Task to carry out: Down to the last character, repeat the data that follows.

[Source records]
▬▬▬
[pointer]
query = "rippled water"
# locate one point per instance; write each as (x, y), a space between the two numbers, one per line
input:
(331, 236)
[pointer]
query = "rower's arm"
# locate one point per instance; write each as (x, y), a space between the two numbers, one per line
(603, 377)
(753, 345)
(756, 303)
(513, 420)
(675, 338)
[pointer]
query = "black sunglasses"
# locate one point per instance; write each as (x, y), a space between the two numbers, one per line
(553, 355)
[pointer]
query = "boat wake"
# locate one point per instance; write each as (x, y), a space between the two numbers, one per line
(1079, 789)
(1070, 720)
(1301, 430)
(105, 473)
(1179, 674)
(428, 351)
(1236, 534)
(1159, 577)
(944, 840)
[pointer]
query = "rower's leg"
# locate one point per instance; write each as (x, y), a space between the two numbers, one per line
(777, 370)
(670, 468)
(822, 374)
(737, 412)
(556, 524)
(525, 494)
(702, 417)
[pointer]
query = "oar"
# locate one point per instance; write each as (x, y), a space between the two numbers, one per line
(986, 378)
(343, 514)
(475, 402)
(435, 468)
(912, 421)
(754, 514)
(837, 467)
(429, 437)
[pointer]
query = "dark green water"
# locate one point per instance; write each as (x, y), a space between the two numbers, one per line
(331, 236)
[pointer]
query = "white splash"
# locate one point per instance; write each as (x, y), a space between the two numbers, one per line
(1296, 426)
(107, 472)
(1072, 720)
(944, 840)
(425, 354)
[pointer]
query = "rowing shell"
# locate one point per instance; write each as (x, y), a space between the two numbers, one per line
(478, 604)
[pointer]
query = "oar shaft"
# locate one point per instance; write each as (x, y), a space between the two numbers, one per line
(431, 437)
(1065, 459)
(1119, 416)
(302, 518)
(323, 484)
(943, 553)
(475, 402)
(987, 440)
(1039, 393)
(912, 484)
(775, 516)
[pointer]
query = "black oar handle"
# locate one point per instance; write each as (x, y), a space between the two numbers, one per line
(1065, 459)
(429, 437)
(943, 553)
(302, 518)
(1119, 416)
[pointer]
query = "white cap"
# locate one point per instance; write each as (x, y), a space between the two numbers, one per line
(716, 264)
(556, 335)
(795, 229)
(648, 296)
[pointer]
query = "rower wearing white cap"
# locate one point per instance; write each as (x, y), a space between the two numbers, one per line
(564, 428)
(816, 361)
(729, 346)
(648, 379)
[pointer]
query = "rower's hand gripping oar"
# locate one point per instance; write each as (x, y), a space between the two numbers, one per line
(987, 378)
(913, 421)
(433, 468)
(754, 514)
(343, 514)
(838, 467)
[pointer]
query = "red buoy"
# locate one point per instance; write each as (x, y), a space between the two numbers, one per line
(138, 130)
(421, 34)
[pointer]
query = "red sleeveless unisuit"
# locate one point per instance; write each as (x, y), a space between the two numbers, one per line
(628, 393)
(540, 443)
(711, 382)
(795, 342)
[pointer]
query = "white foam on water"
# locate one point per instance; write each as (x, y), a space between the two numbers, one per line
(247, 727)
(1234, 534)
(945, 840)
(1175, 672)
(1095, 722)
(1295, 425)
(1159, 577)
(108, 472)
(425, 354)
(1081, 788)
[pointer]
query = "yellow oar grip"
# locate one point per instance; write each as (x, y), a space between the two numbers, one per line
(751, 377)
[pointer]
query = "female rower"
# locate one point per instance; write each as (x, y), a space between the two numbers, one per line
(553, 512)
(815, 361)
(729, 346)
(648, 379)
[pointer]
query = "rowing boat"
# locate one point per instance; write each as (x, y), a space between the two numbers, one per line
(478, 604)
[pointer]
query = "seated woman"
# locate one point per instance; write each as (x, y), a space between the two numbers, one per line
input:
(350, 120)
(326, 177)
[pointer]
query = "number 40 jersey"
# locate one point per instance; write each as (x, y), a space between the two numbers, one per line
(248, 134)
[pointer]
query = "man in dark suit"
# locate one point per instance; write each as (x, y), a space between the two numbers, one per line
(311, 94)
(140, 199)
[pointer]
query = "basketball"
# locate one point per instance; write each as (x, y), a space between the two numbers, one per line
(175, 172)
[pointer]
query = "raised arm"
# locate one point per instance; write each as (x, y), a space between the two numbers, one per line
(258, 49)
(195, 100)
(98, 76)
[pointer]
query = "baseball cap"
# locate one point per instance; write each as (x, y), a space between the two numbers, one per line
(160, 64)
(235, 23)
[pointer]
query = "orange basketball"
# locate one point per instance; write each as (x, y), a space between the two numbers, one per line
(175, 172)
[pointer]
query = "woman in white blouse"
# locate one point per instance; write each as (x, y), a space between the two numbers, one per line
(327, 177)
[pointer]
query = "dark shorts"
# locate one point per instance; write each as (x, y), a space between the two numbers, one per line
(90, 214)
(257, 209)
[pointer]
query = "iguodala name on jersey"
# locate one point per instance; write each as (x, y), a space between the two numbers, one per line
▬▬▬
Result of this exercise:
[pointer]
query = "rippled water"
# locate one point per instance; write each as (x, y), a space between the two numbers, one per line
input:
(331, 236)
[pointer]
query = "rower's arm"
# locate one point per instance; write each as (x, y), a space between the two numbers, one per line
(603, 377)
(753, 345)
(756, 303)
(513, 420)
(675, 338)
[pointer]
query = "black sunglasses"
# locate one point per instance; write each as (x, y), a space between the two numbers, one per line
(553, 355)
[pointer]
query = "boat wake"
# locate one point per instance; write each as (x, y), a space between the two numbers, one per line
(1079, 789)
(1070, 720)
(1301, 430)
(105, 473)
(1179, 674)
(428, 351)
(1236, 534)
(1159, 577)
(944, 840)
[pointer]
query = "rower's leg"
# locate one point per instance; write each as (x, y), a space between the two numbers, one per line
(777, 370)
(670, 468)
(822, 374)
(737, 412)
(556, 524)
(525, 494)
(702, 417)
[pointer]
query = "oar"
# locate one point per instance; write each as (x, y), a space between the two numbers, one per line
(986, 378)
(343, 514)
(475, 402)
(435, 468)
(912, 421)
(754, 514)
(837, 467)
(429, 437)
[pointer]
query = "dark green water"
# locate one point per instance; write each as (x, y), a space between the two numbers, one per line
(331, 236)
[pointer]
query = "white splash"
# locate one point per instance; write each as (x, y), a space between the two numbers, one per line
(1296, 426)
(107, 472)
(1072, 720)
(944, 840)
(425, 354)
[pointer]
query = "rowing shell"
# locate one point per instance; write each as (x, y), a space between the two numbers, one per line
(478, 604)
[pointer]
query = "oar shaft"
# locate one point per instance; write each as (x, y), a space between the two numbers, one per line
(431, 437)
(1065, 459)
(1119, 416)
(302, 518)
(323, 484)
(943, 553)
(475, 402)
(987, 440)
(1039, 393)
(912, 484)
(775, 516)
[pointer]
query = "black oar handle"
# locate one point per instance; write each as (x, y), a space between the two numbers, one per line
(1065, 459)
(429, 437)
(943, 553)
(302, 518)
(1119, 416)
[pointer]
query = "white cap"
# locate one point per instance; write each as (x, y), a space between the two numbers, one per line
(716, 264)
(556, 335)
(795, 229)
(648, 296)
[pointer]
query = "rower wearing white cap"
# locate one point per instance; write each as (x, y), a space between the two numbers, one per line
(564, 428)
(816, 361)
(729, 346)
(648, 379)
[pointer]
query = "rower's hand gripping oar"
# locate one point per instance; write each as (x, y), a space between the two numbers, one per line
(987, 378)
(913, 421)
(433, 468)
(754, 514)
(343, 514)
(838, 467)
[pointer]
query = "red buoy"
# locate one point per instance; write each as (x, y), a space between the two numbers, one per line
(138, 130)
(421, 34)
[pointer]
query = "red sleeveless unisuit"
# locate one point per instance; write each as (x, y), a space between the two numbers, one per line
(628, 393)
(540, 443)
(711, 382)
(795, 342)
[pointer]
query = "white foam on water"
# locate one point per instance; write each as (x, y), a space between the two numbers, one per line
(247, 727)
(1234, 534)
(945, 840)
(1175, 672)
(1095, 722)
(1295, 425)
(1159, 577)
(108, 472)
(425, 354)
(1081, 788)
[pointer]
query = "yellow oar grip"
# locate one point per instance; write each as (x, y), a space between the two numbers, one per line
(751, 377)
[pointer]
query = "female rower"
# locate one point per instance; write each as (x, y), a space between the two numbers, one per line
(553, 512)
(815, 361)
(729, 346)
(648, 379)
[pointer]
query = "rowing boat"
# locate one point per instance; write each as (x, y), a space between the two numbers, one per line
(478, 604)
[pointer]
query = "seated woman"
# locate one point per instance; write each as (x, y), a space between the two numbers, one per line
input:
(350, 120)
(326, 177)
[pointer]
query = "number 40 jersey"
# locate one point per instance; write each as (x, y), a space between the two numbers, one per line
(248, 134)
[pointer]
query = "man in dark suit"
# locate one point per instance; write each as (x, y), a space between the two numbers, one per line
(311, 94)
(140, 199)
[pointer]
query = "basketball"
# locate one point per instance; write each as (x, y), a space between the two numbers, one per line
(175, 172)
[pointer]
query = "raised arm"
# locate one point per instance; write each as (x, y), a space between the two numbers, one per line
(258, 49)
(195, 100)
(98, 76)
[pointer]
query = "baseball cap"
# locate one point per instance; write each as (x, y), a space between the two numbers, one per line
(160, 64)
(235, 23)
[pointer]
query = "orange basketball"
# locate one point per instance; write each as (x, y), a space between the two numbers, one per line
(175, 172)
[pointer]
query = "woman in white blouse"
# locate one point per instance; write each as (x, y), a space between the two numbers, one per line
(327, 177)
[pointer]
query = "dark shorts"
# locate one point per instance; write each as (x, y), a space between the two numbers, one per line
(90, 214)
(257, 209)
[pointer]
query = "iguodala name on jersey"
# locate one point per instance; write each as (x, y), a space between the two numbers, one per line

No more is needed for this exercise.